PROBLEM SET:
1. List every country named in the ski jumping season summary, in order of first mention.
2. Reproduce the ski jumping season summary from "The Nations Cup, which" up to and including "Finland (4270 points).".

SELECTED TEXT:

The 2008–09 FIS Ski Jumping World Cup was the 30th World Cup season in ski jumping and the 12th official World Cup season in ski flying. It began on 29 November 2008 at the Rukatunturi ski jumping hill in Kuusamo, Finland, and finished on 22 March 2009 at Planica, Slovenia.

The overall winner of the 2008/09 World Cup was Gregor Schlierenzauer of Austria, who won 13 of the 27 individual competitions, breaking Janne Ahonen's single-season record of 12 wins in a season. Schlierenzauer's 20 podiums in a single season is also a new record. Early leader Simon Ammann of Switzerland finished second in the overall standings, while Four Hills champion Wolfgang Loitzl of Austria finished third. Harri Olli of Finland finished fourth in the overall standings after a late-season run that gave him the first three World Cup wins of his career. Russia's Dimitry Vassiliev rounded out the top five, while defending champion Thomas Morgenstern of Austria finished in a, by his standards, disappointing 7th place overall, failing to win a single individual competition this season.

The Nations Cup, which is determined by adding all points gained by the participants of a country, in both individual and team competitions, was won overwhelmingly by Austria with 7331 points, more than three thousand points ahead of second-placed Finland (4270 points).

Collected data entries
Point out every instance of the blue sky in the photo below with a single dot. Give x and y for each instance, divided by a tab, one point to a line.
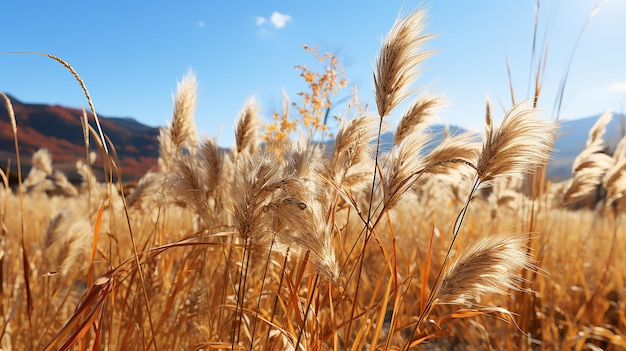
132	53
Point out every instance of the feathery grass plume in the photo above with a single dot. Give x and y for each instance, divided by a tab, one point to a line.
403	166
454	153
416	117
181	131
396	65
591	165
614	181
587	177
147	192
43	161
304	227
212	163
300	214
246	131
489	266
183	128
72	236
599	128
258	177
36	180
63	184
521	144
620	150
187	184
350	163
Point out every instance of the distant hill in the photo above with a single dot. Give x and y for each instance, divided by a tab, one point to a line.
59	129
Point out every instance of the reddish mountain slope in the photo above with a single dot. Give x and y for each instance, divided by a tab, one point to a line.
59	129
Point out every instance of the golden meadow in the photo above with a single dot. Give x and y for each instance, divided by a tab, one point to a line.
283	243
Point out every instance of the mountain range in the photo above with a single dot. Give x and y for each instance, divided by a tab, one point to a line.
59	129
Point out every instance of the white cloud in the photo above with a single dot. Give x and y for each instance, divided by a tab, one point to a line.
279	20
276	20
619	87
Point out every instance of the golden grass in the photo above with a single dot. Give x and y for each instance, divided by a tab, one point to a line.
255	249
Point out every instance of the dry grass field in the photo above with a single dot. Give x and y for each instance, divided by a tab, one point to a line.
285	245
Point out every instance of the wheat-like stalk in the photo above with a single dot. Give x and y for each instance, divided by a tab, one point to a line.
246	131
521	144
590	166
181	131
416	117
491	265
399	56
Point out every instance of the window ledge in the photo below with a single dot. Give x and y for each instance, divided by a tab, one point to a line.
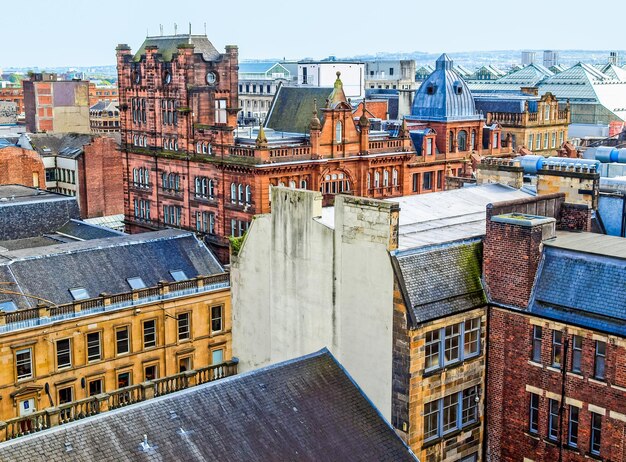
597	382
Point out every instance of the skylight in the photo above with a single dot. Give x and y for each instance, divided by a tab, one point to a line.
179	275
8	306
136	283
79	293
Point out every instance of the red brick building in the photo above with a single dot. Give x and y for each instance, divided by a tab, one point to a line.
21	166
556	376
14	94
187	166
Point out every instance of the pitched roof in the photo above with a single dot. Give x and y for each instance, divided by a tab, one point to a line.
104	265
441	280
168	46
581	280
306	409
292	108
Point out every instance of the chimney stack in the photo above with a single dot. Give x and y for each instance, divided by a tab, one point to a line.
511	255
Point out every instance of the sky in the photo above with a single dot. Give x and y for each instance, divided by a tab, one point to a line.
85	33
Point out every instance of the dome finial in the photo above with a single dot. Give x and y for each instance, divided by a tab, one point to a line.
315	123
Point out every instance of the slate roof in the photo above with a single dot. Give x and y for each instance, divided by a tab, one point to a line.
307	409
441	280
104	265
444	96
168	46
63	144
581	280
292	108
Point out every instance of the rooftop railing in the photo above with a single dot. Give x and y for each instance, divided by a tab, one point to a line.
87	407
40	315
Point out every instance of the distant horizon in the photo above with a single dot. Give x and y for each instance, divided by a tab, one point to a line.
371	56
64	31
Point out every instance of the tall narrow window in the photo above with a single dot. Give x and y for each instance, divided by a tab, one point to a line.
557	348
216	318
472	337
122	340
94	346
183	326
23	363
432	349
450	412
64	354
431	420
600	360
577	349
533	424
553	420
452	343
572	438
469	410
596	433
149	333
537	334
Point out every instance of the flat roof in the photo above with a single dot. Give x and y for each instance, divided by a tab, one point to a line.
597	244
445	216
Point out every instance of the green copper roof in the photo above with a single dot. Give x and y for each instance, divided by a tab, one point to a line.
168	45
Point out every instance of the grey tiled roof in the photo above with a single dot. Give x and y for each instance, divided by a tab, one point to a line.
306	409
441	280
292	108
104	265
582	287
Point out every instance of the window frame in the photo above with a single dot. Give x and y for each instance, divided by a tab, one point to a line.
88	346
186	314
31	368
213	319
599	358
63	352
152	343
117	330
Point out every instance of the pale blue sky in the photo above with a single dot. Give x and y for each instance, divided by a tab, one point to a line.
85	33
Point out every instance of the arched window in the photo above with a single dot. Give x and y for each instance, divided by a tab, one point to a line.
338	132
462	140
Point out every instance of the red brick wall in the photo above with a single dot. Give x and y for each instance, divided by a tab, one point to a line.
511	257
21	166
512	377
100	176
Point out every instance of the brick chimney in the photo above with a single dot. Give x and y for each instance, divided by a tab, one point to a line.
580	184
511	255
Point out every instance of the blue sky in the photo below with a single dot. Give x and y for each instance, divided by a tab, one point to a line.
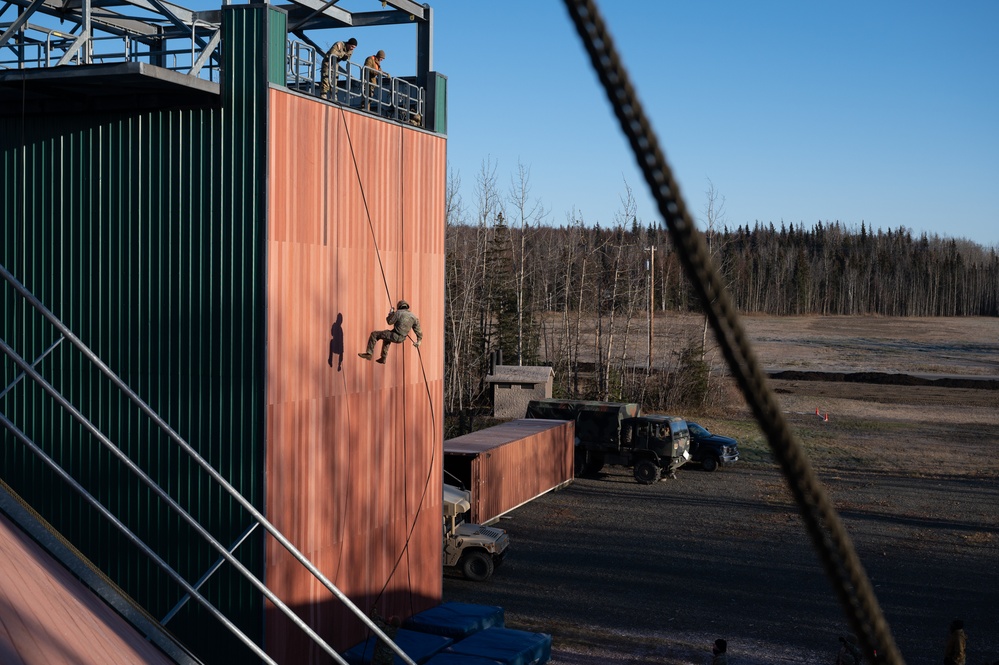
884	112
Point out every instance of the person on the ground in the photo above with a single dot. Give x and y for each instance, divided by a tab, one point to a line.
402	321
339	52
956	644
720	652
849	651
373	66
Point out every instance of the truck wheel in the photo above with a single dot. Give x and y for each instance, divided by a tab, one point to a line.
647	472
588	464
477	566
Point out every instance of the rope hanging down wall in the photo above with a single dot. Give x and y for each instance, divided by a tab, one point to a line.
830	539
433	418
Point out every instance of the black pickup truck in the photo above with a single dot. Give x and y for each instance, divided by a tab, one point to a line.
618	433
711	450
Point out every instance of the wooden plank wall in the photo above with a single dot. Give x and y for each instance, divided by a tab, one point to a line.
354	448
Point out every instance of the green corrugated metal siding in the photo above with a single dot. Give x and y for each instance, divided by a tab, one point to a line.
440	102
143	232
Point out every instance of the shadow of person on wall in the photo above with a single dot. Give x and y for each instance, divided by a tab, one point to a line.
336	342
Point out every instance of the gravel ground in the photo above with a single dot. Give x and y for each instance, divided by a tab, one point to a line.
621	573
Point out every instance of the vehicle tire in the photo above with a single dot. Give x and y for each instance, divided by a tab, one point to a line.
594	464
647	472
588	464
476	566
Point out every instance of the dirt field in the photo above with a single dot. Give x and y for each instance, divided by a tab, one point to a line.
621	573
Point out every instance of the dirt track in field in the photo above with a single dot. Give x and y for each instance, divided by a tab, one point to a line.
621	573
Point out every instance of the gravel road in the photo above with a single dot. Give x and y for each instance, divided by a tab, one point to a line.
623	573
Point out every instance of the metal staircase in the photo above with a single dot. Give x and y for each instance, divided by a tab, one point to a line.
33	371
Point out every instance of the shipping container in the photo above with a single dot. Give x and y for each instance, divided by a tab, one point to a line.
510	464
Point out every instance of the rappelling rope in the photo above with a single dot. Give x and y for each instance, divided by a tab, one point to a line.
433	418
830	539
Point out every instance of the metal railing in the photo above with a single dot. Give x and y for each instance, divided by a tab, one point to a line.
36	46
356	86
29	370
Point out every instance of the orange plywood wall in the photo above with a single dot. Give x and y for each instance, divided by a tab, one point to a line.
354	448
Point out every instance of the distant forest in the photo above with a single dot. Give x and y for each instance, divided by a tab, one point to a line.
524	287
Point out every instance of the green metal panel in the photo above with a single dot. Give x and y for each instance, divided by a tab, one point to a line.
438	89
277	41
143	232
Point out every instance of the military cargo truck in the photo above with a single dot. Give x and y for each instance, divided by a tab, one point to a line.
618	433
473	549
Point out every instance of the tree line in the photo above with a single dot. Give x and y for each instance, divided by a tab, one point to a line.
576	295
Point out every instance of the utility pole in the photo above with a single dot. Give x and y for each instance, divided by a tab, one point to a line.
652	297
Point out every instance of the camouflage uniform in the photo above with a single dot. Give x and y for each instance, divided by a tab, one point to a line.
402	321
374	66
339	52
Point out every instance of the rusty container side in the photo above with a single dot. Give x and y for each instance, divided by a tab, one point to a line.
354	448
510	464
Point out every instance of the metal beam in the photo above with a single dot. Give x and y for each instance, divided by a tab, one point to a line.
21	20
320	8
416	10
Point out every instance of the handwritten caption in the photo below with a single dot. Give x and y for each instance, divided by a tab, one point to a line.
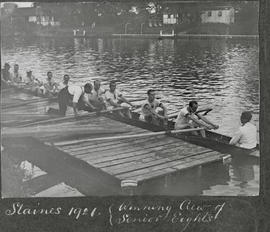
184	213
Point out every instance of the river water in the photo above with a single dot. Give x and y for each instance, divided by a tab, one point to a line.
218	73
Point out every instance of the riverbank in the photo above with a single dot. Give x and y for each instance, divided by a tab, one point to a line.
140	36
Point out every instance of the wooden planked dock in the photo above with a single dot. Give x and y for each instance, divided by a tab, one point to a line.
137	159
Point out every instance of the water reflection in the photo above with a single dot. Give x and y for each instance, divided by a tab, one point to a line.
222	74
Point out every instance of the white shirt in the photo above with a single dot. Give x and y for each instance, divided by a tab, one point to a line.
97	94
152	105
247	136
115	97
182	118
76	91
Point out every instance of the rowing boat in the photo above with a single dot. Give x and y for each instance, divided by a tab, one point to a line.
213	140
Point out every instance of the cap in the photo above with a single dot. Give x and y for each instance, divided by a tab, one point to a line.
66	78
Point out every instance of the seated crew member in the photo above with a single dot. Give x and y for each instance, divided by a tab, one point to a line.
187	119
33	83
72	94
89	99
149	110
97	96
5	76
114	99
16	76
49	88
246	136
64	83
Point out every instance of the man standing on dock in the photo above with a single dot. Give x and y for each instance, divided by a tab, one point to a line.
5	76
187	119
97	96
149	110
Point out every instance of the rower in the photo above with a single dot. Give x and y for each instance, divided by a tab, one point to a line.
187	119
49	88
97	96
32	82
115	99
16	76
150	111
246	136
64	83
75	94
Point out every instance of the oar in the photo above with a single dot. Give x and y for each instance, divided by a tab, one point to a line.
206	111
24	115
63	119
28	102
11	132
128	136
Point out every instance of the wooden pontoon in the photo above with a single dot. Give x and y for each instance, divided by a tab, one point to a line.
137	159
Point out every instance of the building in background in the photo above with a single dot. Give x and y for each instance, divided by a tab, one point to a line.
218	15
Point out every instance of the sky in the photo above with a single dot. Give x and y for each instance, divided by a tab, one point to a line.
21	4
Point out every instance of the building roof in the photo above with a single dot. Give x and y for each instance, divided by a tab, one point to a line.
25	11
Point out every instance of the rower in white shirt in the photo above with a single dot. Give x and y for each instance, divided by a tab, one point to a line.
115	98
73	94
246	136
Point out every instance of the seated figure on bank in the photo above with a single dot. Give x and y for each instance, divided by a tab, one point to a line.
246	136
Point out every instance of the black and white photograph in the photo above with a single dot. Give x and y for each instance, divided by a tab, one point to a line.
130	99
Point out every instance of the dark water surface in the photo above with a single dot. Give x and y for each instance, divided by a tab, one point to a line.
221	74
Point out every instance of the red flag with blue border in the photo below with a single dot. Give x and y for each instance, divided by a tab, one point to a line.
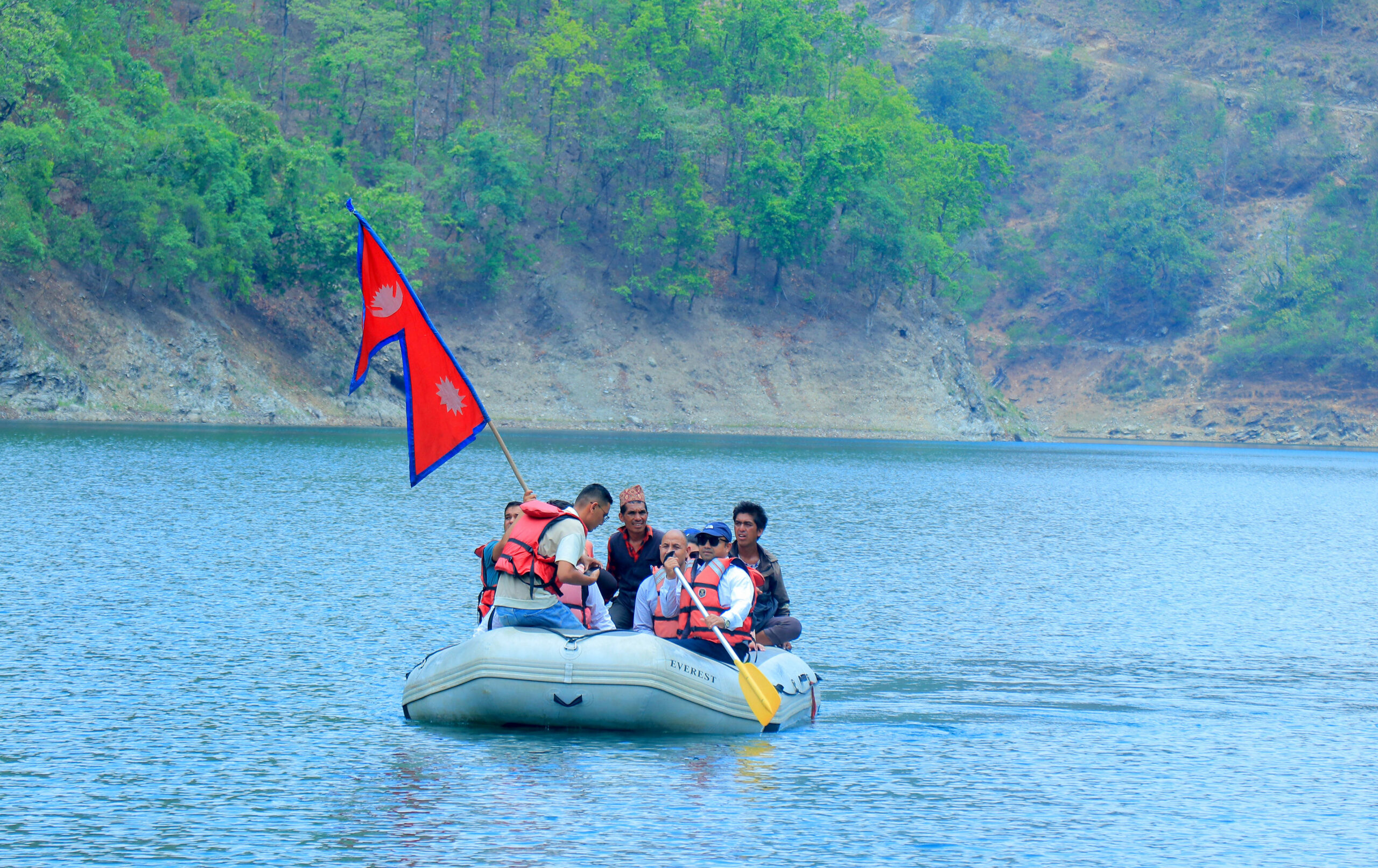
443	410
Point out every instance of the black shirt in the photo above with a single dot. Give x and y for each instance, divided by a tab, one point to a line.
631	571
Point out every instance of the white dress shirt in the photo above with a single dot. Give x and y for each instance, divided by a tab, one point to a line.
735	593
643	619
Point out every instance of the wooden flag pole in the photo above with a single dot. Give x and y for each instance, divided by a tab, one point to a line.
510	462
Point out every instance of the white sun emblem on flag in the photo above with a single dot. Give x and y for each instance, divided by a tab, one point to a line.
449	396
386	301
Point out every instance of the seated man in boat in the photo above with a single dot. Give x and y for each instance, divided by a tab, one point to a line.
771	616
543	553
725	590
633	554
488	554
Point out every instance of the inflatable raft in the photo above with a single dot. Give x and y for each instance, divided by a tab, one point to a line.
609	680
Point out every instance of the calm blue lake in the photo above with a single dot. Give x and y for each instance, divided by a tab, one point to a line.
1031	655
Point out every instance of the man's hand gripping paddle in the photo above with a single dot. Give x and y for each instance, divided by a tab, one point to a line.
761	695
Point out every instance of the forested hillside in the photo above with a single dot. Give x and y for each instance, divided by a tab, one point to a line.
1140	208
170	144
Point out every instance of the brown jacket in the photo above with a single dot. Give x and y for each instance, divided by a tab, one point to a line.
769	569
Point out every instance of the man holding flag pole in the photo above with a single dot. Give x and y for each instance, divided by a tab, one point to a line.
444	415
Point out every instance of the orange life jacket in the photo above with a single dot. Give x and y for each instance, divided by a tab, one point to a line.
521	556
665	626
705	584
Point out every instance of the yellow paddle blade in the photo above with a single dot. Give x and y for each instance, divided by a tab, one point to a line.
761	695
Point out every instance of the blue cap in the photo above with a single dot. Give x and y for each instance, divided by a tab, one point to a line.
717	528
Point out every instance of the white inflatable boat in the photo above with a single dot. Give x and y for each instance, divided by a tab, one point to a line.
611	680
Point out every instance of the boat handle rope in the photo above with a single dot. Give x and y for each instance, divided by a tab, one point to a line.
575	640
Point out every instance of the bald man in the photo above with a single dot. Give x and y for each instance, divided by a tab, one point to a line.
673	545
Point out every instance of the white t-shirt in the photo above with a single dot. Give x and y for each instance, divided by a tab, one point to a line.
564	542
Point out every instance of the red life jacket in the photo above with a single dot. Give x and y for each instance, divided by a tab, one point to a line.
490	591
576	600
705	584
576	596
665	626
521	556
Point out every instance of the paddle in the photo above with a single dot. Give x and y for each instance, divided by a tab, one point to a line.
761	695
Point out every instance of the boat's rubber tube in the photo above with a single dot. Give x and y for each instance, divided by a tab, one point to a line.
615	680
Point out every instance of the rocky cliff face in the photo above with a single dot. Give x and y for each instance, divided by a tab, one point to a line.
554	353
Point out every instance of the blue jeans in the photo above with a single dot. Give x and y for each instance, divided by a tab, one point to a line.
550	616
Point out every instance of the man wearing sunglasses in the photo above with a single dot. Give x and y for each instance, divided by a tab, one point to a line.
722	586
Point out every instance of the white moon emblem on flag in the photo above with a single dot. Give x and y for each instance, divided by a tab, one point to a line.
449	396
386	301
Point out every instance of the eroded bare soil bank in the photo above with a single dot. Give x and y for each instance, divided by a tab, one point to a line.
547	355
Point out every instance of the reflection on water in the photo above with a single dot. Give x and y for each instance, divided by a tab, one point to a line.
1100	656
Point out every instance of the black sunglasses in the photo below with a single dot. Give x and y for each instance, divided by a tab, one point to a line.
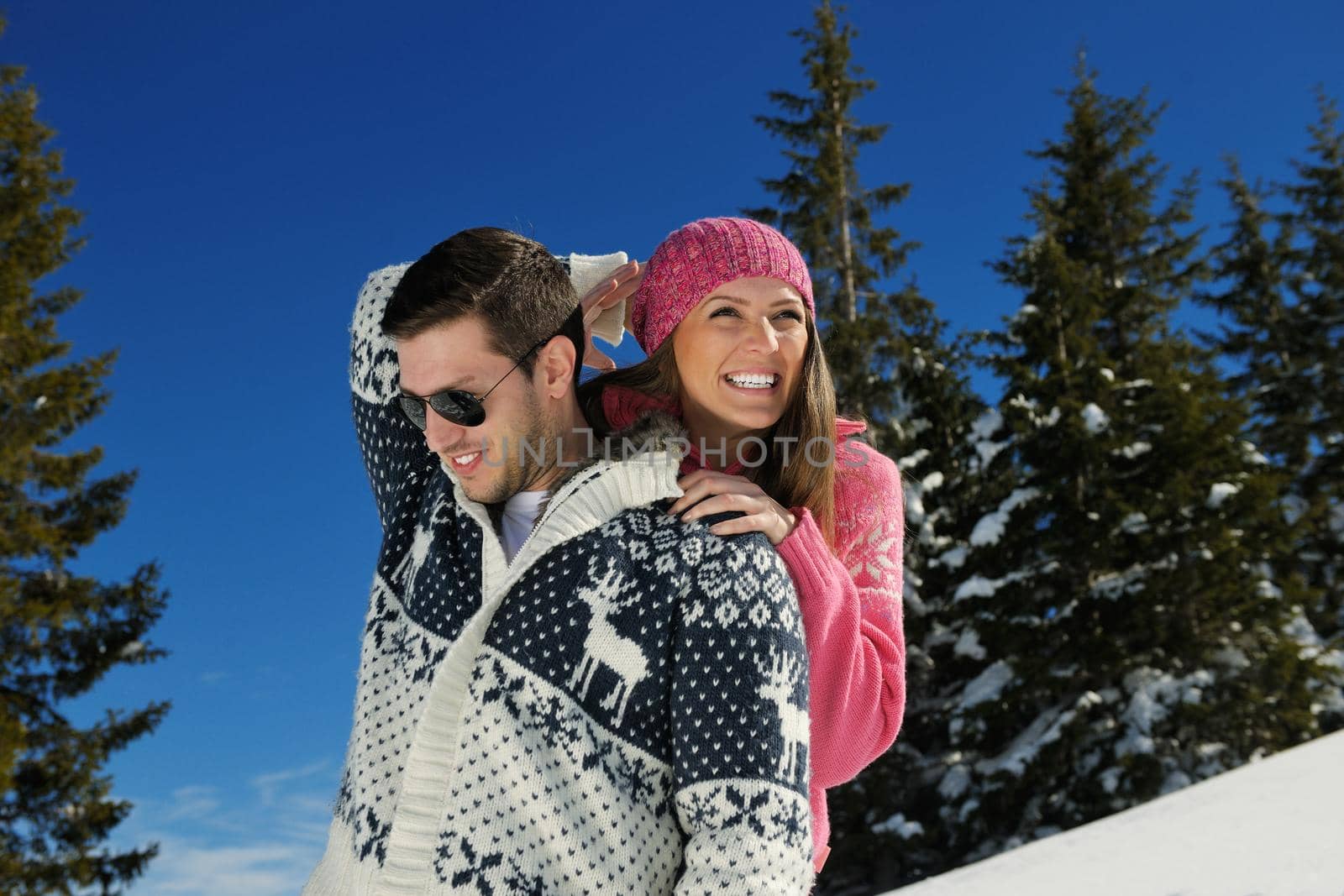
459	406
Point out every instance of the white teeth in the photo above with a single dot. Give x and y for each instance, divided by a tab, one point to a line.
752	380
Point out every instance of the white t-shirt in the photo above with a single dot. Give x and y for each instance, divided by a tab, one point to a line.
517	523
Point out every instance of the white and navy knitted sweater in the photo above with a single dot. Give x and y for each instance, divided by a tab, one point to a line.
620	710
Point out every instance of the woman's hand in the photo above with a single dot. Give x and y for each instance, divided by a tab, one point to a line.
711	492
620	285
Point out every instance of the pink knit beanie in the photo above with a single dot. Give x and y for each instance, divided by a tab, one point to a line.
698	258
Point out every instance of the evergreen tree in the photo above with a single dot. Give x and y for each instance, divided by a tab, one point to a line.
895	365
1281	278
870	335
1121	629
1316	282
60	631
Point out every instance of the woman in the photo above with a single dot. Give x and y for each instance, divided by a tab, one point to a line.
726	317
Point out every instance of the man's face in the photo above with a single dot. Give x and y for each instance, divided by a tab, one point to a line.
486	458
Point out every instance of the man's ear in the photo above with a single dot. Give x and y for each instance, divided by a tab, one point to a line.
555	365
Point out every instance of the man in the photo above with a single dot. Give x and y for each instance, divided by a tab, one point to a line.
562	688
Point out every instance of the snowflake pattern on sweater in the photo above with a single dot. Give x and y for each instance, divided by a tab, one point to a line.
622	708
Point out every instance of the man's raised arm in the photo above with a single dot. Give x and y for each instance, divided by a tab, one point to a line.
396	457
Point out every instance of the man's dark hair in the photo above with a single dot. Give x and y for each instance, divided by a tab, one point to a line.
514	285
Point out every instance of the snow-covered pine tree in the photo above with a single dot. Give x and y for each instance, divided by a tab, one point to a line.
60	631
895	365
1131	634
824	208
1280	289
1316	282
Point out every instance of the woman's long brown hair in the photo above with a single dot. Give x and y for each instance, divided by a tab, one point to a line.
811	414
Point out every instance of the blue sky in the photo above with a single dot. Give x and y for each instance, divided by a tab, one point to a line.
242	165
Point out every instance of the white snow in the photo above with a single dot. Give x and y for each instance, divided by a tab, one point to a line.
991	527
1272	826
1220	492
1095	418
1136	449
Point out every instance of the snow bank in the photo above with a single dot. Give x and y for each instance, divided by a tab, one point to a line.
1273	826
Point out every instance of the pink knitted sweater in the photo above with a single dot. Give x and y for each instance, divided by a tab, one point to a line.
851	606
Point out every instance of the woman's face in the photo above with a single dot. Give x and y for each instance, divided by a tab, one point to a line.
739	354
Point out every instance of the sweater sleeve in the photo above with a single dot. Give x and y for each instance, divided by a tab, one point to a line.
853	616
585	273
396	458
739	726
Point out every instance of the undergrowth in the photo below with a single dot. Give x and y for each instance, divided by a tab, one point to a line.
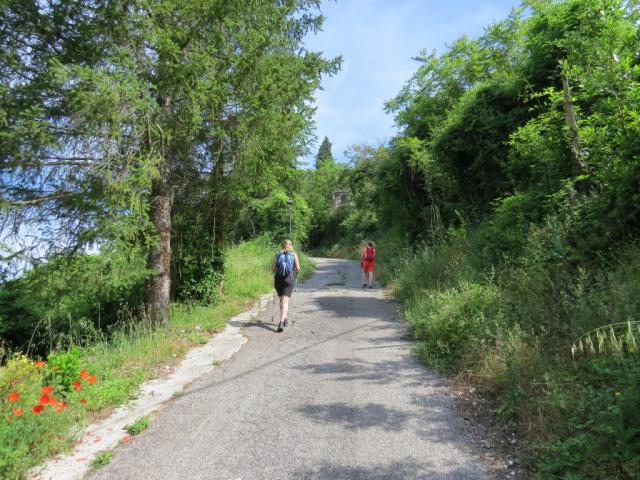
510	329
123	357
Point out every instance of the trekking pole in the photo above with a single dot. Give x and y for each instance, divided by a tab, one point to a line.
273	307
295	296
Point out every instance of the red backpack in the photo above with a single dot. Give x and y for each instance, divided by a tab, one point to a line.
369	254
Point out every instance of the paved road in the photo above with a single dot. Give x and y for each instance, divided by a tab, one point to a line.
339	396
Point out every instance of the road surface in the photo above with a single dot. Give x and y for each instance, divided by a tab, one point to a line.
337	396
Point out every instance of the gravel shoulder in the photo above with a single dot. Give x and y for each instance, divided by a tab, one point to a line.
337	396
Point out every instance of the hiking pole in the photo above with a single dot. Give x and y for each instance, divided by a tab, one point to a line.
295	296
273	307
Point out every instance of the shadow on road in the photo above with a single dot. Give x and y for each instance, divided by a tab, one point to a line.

THE REPLIES:
1. Finland, Slovenia, Austria, Switzerland, Russia

2.
The Nations Cup, which is determined by adding all points gained by the participants of a country, in both individual and team competitions, was won overwhelmingly by Austria with 7331 points, more than three thousand points ahead of second-placed Finland (4270 points).